(Stored data)
* Start *

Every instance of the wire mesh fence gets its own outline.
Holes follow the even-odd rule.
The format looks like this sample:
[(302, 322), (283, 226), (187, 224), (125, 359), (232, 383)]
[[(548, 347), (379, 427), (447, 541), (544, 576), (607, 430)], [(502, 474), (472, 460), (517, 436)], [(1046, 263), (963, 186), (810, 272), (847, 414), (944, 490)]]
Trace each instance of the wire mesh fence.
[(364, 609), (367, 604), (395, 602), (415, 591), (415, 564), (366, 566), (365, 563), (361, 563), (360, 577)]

* End *

Description of the task: Output the entries verbatim from the very beginning through the line containing "[(302, 322), (283, 226), (187, 224), (125, 359), (232, 383)]", including that line.

Exercise output:
Every instance of the wire mesh fence gets its own outline.
Holes follow the even-odd rule.
The format looks like this sample:
[(302, 322), (283, 226), (187, 224), (125, 359), (232, 383)]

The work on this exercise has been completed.